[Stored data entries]
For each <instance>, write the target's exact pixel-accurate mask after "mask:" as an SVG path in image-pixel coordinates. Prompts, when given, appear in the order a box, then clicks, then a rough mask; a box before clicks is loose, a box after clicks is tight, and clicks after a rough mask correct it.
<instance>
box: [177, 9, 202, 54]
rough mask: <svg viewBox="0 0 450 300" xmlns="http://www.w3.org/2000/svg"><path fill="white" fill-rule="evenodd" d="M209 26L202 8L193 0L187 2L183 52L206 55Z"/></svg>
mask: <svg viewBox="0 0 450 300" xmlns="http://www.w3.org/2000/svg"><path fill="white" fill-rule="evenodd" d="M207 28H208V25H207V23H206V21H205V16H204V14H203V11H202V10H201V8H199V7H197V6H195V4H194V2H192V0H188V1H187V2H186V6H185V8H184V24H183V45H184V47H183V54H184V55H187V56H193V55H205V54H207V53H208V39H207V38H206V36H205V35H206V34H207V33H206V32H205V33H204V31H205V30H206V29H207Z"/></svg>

(Activity):
Give the entries again in full, exactly as they are written.

(Answer box):
For each <instance>, write the target's exact pixel-accurate mask after "mask:" as an SVG path in image-pixel coordinates. Prompts, when given, appear in the order a box, then clicks, then a rough mask; a box before clicks is loose, a box after clicks is tight, and clicks after a rough mask correct it.
<instance>
box: [177, 9, 202, 54]
rough mask: <svg viewBox="0 0 450 300" xmlns="http://www.w3.org/2000/svg"><path fill="white" fill-rule="evenodd" d="M209 26L202 8L193 0L187 2L183 52L206 55Z"/></svg>
mask: <svg viewBox="0 0 450 300" xmlns="http://www.w3.org/2000/svg"><path fill="white" fill-rule="evenodd" d="M207 28H208V25H207V23H206V21H205V16H204V14H203V11H202V10H201V8H199V7H197V6H195V4H194V2H192V0H188V1H187V2H186V6H185V8H184V24H183V45H184V47H183V54H184V55H187V56H193V55H205V54H207V53H208V39H207V38H206V36H205V35H206V34H207V33H206V32H205V33H204V31H205V30H206V29H207Z"/></svg>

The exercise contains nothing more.